** BEGIN RECORDS FOR PROCESSING **

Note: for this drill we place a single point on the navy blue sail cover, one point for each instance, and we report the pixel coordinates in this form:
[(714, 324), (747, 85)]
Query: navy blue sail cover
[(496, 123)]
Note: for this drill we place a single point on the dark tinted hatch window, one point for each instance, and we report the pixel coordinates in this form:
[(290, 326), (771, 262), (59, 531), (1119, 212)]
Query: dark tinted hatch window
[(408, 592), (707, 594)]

** END RECORDS FOR PROCESSING **
** BEGIN RECORDS FOR PROCESSING **

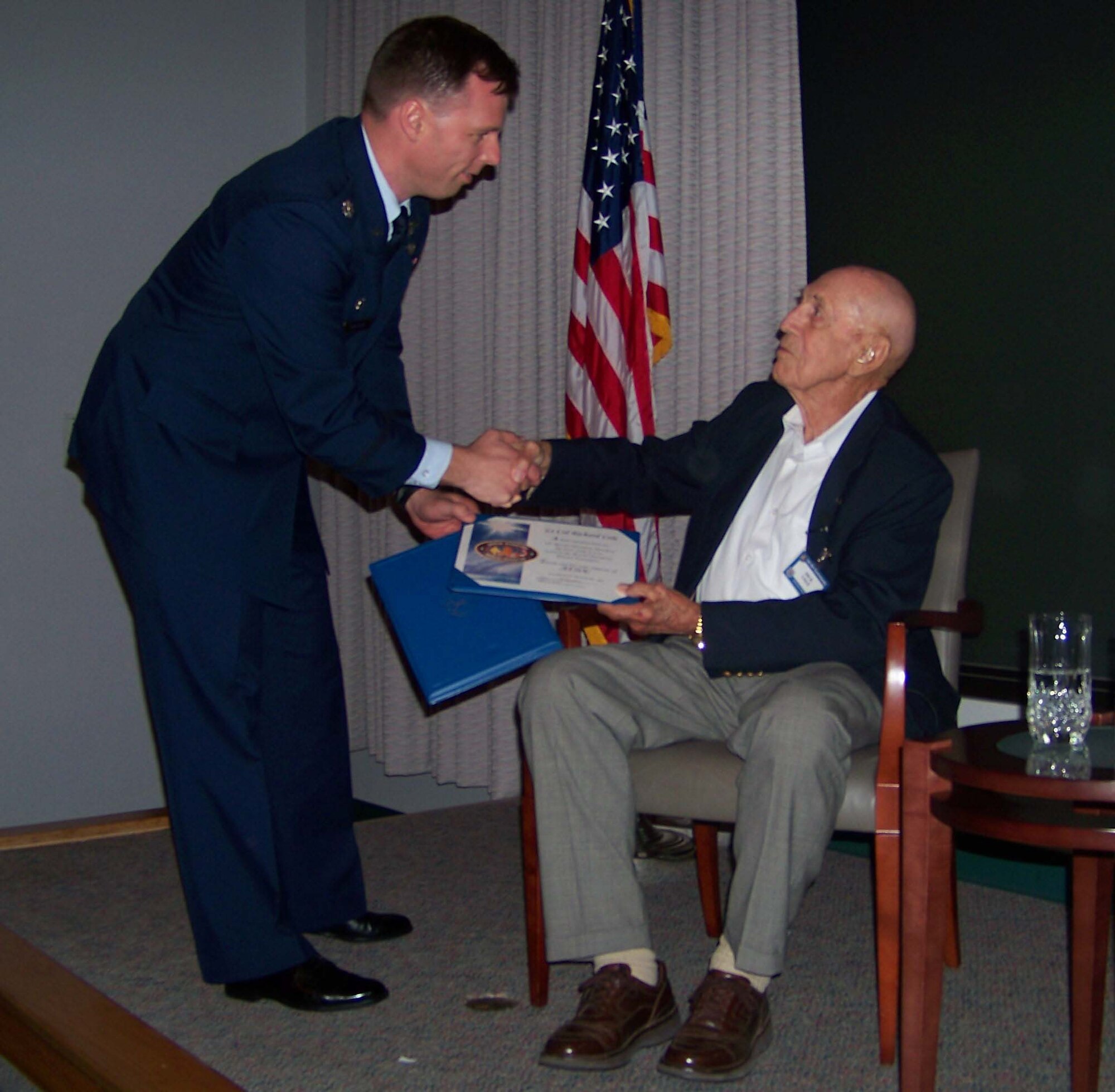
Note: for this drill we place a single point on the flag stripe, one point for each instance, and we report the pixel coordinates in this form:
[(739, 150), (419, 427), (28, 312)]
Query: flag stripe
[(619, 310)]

** END RECORDS FOR PROCESSING **

WHAT THE TASK ASKS: Retype the part of the records that opens with the line containing "on the navy" and closes with the line containing "[(496, 123)]", keeping every line identical.

THE REPLY:
Note: for this drill we place a single point on the navy blue sail cover, one point for each instance, and we report the pixel coordinates in this form:
[(714, 324), (747, 85)]
Query: navy blue sail cover
[(496, 123)]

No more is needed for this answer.